##### DOCUMENT TEXT
I’ve indulged you by engaging with your stupid side-argument against deploying effective zero-GHG emission technology in an advanced nation because a handful of impoverished nations can’t afford it. This ludicrous position displays the extent to which your thinking is distorted by ideology.

I am personally quite upset that so many people in this world don’t enjoy access to the same opportunities which I do. I want to see that change. I want to see the deployment of REAL solutions. I don’t guilt myself to sleep over it each night, but I do wish general good fortune upon my fellow humans, and want to see a world where everyone has the opportunity to make the most of their potential. In large part this means giving them reasonable access to the fruits of modernity. And that takes LOTS of power. More than your plan allows.

I do not for one second believe that you have any concern at all for the ‘bottom billion’ except as a propaganda tool to use in a last-ditch effort to pretend that ‘renewables’ have some relevance to this topic.
##########
##### GIVEN DATA
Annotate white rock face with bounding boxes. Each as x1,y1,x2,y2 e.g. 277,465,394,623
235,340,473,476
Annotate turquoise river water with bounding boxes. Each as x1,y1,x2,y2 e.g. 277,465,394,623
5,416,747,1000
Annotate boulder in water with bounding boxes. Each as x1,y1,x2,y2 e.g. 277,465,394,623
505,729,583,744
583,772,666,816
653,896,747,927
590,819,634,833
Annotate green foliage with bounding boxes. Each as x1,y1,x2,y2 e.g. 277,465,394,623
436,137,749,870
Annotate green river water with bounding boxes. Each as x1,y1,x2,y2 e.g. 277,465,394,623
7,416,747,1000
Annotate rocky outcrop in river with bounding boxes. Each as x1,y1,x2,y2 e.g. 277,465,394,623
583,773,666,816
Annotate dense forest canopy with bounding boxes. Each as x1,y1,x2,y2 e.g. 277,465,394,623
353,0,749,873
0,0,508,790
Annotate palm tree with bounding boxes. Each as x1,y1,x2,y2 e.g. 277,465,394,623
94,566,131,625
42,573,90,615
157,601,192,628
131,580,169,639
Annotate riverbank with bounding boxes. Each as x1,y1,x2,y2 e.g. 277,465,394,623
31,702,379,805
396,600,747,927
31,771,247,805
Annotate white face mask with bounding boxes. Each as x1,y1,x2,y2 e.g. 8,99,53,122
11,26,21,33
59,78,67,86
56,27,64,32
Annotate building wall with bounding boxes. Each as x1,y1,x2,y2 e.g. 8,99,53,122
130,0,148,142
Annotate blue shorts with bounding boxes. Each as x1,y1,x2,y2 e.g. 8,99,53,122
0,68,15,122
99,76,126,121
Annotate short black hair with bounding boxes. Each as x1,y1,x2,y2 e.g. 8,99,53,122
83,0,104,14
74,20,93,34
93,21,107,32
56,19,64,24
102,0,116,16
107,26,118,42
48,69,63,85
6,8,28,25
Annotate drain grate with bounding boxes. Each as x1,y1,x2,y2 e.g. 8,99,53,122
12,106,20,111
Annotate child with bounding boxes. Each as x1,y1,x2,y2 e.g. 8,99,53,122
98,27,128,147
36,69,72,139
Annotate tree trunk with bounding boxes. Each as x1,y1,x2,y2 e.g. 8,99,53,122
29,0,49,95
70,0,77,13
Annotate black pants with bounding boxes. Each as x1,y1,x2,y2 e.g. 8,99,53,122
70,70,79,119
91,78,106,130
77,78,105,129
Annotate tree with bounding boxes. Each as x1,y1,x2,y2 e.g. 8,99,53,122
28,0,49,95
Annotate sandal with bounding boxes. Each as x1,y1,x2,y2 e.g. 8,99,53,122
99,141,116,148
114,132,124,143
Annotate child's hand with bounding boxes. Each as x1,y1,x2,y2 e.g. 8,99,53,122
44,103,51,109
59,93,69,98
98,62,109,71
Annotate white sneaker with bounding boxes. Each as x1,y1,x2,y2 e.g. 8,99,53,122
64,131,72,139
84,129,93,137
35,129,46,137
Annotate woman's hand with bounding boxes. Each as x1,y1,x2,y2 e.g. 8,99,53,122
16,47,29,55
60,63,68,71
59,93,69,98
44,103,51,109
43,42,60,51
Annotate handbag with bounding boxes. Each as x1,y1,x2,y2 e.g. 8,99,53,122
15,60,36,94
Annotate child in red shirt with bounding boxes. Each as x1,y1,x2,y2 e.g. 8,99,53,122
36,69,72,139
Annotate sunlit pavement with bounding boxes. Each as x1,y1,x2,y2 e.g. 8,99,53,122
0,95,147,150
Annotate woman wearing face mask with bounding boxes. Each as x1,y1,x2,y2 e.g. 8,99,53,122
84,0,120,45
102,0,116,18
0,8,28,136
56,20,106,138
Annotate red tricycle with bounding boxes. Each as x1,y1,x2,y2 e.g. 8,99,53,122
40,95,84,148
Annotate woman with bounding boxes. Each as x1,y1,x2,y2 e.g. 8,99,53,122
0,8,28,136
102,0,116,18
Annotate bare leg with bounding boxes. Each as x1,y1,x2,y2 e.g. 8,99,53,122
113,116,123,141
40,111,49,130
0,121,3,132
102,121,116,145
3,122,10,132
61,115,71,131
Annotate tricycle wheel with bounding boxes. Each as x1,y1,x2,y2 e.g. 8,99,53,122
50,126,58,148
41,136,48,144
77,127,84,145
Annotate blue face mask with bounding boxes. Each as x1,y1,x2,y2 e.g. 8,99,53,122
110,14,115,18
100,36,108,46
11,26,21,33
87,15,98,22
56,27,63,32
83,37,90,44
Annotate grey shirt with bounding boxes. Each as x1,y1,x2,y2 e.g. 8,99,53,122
##########
> **REQUIREMENT A**
Write out the part of the comment on zero-emission power that opens with the words containing "I’ve indulged you" and closes with "distorted by ideology.", substituting "absurd" for "ludicrous".
> **REQUIREMENT B**
Answer these questions from the comment on zero-emission power:
(i) What kind of technology does the writer back deploying in an advanced nation?
(ii) According to the writer, what does giving people reasonable access to the fruits of modernity take?
(iii) Which group does the writer say the other person cares about only as a propaganda tool?
Answer using only the comment on zero-emission power, ignoring the material.

> **TASK SOLUTION A**
I’ve indulged you by engaging with your stupid side-argument against deploying effective zero-GHG emission technology in an advanced nation because a handful of impoverished nations can’t afford it. This absurd position displays the extent to which your thinking is distorted by ideology.

> **TASK SOLUTION B**
(i) Effective zero-GHG emission technology
(ii) LOTS of power
(iii) The 'bottom billion'